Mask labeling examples
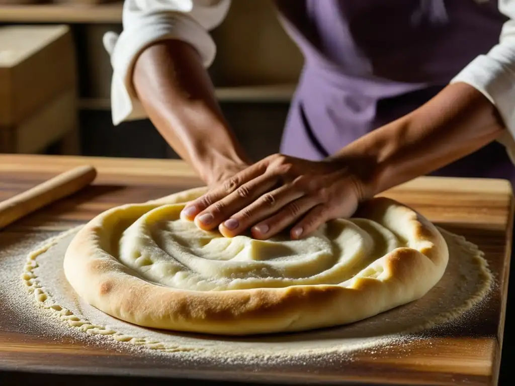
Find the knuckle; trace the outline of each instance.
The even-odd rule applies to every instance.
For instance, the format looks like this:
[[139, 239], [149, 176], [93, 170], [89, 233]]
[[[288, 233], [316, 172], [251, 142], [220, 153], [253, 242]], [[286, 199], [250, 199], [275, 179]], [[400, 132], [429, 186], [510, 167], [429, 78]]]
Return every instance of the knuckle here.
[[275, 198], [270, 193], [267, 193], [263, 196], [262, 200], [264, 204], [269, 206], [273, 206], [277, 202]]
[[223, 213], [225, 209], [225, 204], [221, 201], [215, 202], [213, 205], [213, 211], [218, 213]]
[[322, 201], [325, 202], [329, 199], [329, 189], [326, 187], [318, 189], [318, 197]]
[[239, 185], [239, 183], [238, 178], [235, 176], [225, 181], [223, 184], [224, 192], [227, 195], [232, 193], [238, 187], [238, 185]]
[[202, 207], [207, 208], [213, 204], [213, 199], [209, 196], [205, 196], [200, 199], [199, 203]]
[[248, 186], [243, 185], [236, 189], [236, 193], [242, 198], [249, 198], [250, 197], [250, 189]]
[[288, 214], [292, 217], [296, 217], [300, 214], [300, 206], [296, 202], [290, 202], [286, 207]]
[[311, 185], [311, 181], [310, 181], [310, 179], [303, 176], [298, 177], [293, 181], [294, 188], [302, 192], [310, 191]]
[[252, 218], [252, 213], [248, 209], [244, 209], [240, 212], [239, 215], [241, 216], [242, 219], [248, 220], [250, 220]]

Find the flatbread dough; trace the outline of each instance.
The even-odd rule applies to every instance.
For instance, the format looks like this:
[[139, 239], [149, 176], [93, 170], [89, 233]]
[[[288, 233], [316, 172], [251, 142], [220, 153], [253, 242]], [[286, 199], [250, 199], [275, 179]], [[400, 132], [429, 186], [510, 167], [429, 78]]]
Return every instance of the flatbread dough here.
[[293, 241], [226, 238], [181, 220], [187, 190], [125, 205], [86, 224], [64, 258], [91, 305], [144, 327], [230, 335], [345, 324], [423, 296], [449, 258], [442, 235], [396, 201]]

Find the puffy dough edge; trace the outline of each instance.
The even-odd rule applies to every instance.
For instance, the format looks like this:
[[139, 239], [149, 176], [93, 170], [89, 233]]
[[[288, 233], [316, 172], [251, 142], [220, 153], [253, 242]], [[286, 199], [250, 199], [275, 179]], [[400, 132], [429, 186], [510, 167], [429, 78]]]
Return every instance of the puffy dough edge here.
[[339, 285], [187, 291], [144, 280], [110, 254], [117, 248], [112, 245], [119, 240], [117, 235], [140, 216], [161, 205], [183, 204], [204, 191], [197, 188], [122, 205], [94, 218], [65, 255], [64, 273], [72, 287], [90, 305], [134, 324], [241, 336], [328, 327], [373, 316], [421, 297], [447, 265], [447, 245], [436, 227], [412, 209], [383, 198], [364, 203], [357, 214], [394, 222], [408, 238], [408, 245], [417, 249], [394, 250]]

...

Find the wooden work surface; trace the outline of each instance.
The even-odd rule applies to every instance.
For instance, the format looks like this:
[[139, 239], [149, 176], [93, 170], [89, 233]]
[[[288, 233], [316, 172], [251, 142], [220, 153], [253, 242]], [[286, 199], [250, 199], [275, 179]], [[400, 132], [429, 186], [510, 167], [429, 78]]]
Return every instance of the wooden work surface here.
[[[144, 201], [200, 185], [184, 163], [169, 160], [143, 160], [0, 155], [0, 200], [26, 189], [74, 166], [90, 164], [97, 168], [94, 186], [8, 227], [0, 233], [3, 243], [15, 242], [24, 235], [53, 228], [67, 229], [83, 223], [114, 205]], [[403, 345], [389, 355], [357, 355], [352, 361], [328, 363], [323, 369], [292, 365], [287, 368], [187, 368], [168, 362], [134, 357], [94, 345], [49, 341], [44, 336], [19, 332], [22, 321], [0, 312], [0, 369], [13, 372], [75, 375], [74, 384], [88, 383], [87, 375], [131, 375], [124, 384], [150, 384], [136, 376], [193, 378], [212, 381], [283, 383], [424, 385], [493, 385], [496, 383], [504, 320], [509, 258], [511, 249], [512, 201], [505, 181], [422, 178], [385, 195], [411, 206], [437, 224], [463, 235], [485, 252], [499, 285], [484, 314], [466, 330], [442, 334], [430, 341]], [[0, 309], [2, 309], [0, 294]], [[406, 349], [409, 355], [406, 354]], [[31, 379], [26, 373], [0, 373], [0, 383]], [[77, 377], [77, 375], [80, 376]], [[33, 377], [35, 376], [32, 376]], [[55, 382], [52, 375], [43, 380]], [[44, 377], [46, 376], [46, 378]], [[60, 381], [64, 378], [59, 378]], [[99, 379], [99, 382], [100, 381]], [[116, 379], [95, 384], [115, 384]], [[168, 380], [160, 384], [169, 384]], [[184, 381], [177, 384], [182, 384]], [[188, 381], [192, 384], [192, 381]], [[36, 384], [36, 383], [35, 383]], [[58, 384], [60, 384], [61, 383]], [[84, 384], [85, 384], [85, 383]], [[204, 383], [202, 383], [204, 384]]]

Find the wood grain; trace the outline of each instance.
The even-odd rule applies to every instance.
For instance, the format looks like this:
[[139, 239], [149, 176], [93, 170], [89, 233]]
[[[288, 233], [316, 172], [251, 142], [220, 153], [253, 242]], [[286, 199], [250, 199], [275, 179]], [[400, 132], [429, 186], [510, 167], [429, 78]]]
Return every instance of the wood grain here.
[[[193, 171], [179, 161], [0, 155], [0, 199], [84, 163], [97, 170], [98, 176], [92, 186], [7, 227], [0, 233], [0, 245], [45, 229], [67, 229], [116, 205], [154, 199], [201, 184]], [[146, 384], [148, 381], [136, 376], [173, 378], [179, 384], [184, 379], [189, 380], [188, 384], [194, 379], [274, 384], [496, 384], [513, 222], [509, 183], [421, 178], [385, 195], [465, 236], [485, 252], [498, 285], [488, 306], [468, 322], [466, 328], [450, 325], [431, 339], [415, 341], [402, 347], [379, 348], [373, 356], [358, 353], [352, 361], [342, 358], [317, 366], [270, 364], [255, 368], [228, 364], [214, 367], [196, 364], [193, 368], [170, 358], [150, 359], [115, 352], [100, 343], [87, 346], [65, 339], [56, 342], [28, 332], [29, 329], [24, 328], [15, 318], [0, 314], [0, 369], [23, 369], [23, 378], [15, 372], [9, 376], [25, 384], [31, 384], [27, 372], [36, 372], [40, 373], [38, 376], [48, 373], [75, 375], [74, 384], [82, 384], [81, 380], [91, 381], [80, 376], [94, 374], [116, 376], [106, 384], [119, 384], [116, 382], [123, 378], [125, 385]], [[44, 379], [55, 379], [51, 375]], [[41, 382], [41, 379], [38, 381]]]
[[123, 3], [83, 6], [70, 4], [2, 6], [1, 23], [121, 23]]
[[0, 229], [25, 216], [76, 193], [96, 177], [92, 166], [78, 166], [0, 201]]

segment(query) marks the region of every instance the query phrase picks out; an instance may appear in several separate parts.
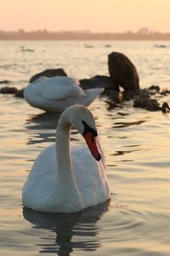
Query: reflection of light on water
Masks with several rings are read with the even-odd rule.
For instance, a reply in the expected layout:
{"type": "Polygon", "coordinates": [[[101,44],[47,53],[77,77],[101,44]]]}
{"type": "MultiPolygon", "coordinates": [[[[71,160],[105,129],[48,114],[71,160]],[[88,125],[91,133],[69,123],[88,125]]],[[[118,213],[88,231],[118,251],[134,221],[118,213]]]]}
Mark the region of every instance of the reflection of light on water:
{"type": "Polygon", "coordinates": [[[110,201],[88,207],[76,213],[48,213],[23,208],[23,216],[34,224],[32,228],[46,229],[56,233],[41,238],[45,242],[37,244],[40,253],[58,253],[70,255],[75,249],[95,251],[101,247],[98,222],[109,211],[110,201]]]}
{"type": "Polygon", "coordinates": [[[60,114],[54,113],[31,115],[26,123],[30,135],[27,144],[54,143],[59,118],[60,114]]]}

> Directive
Copy out word for word the lines of the records above, starting with the line that contains "Find the wood grain;" and continuing through the line that contains "Return every instance of the wood grain here.".

> Result of this task
Find the wood grain; trace the outline of each instance.
The even-odd rule applies to every instance.
For instance, the format looks like this:
[[139, 239], [149, 176], [93, 170], [89, 233]]
[[[288, 233], [316, 172], [251, 142], [220, 153], [253, 242]], [[286, 199], [250, 199], [275, 179]], [[400, 132], [429, 186], [510, 167], [429, 78]]]
Return every instance of the wood grain here.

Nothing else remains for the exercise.